> **PROBLEM TO SOLVE**: Please copy the listing below line for line, leaving every character unchanged.

> **DATA SUPPLIED**:
▽

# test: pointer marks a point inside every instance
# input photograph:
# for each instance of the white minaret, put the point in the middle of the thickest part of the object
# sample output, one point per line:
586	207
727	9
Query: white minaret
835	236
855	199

△

> **THE SOLUTION**:
# test: pointer marks a point inside every instance
# input photograph:
# for each instance of the white minaret, put the point in the middle of the thickest part of the object
# sample output, one point per line:
586	207
727	9
Query: white minaret
835	236
855	199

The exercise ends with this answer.